### SUPPLIED INFORMATION
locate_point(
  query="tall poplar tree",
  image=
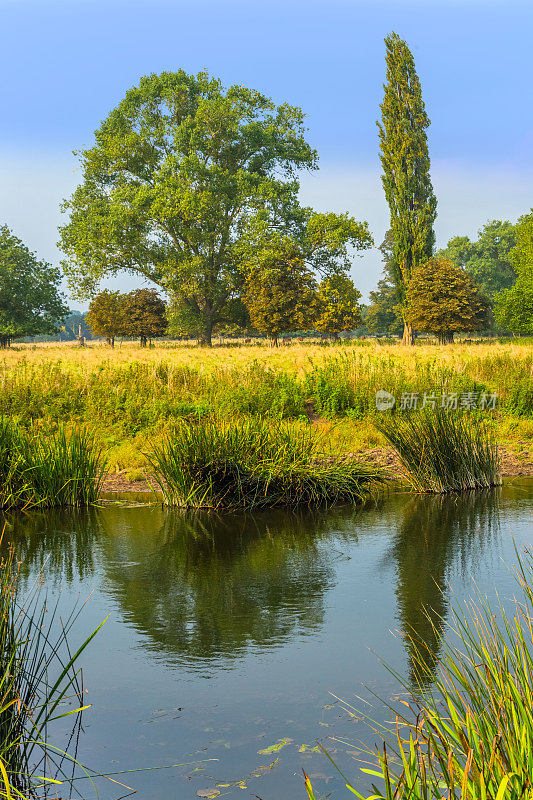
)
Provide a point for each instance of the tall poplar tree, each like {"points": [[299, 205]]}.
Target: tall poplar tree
{"points": [[405, 160]]}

### YOUR GOAL
Rewrite every line of the records above, requests included, and leave out the pictures. Multiply each point coordinate in the answers by 1.55 and round to the nearest whole number, with halves rounded up. Leave the numbers in the requests and their format samples unchanged.

### EXERCISE ANSWER
locate_point(
  query="tall poplar tree",
  image=
)
Provide a point for each instance of the tall poplar tree, each like {"points": [[299, 205]]}.
Target: tall poplar tree
{"points": [[628, 248]]}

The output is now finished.